Thesis title: Applications of Language Models: from Humans to Machines
Exploring new techniques for extracting information from large quantities of data is an
essential research topic.
The internet gives us the ability to produce and collect large quantities of data whose
value strongly depends on our ability to process them. Hence, we need new technologies
that can handle all of this data.
One of the most common types of data is the text written in human languages. Understanding
the meaning of a text is probably one of the most challenging tasks for a machine.
Hence, in the last few years, several works proposed solutions to the classical problem
of language modeling (i.e., modeling the probability distribution of words in a text) that
leverage Neural Networks, building Neural Language Models. This new technology can
model with high precision the probability distribution associated with a text. Using this
technology, it is also possible to generate a text starting from a sentence. Thus, in our
first contribution, we study neural language models. In particular, we perform an in-depth
analysis of the automatically generated text. Our results point out that the latter is not only
grammatically correct, but it also contains verifiable facts.
However, the capability of Language Models goes beyond the analysis of the human
text. For example, we can use them to improve the process of developing and analyzing
software. For this reason, in the other two contributions of this thesis, we leverage Language
Model to analyze source code and binary programs. Our second contribution shows how
an autoencoder model can detect debug-information bugs by looking at the sequence of
executed lines shown during programs’ normal debugging. Using this strategy, we found and
report five different debug-symbols bugs in the LLVM toolchain. Interestingly, a classical
differential-based approach that we developed could not find these bugs.
Finally, we used a self-attentive Recurrent Neural Network to compute dense representations
of binary functions in our last contribution. Using this representation, we show that
it is possible to tackle several crucial reverse engineering tasks, from identifying known
vulnerability to malware classification

——

> [The task]:
Answer these from the thesis abstract:
1. Besides being grammatically correct, what does the automatically generated text contain?
2. How many debug-symbols bugs were found and reported in the LLVM toolchain?
3. What model was used to compute dense representations of binary functions?
The data that comes next is separate material from the thesis abstract.

——

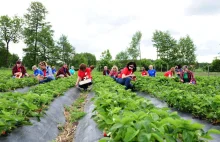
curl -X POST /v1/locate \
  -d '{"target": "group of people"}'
[164,65,196,84]
[103,62,196,90]
[12,61,75,83]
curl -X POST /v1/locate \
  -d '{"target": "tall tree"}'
[128,31,142,60]
[115,51,129,61]
[152,30,178,64]
[0,15,22,65]
[57,35,75,63]
[176,35,196,65]
[100,49,112,61]
[24,2,48,64]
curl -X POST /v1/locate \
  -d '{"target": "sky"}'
[0,0,220,62]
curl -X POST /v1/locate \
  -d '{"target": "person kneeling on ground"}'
[116,62,136,91]
[164,67,175,77]
[69,66,75,75]
[180,66,196,84]
[109,66,118,80]
[32,65,44,81]
[141,67,148,76]
[103,66,110,75]
[39,61,55,83]
[12,61,29,78]
[76,63,92,90]
[56,63,70,78]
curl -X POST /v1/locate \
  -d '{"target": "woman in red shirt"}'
[109,66,118,80]
[76,64,92,90]
[164,67,175,77]
[116,62,136,91]
[141,67,148,76]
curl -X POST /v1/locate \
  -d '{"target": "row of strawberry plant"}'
[0,77,76,135]
[0,78,39,92]
[93,75,219,142]
[135,77,220,124]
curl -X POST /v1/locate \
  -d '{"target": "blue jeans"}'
[116,77,132,90]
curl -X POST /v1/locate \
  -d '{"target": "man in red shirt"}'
[56,63,71,78]
[76,64,92,90]
[116,62,136,91]
[12,61,29,78]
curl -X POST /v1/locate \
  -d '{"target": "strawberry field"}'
[0,72,220,142]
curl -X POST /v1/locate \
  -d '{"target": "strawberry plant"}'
[92,75,219,142]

——

> [Response]:
1. Verifiable facts.
2. Five.
3. A self-attentive Recurrent Neural Network.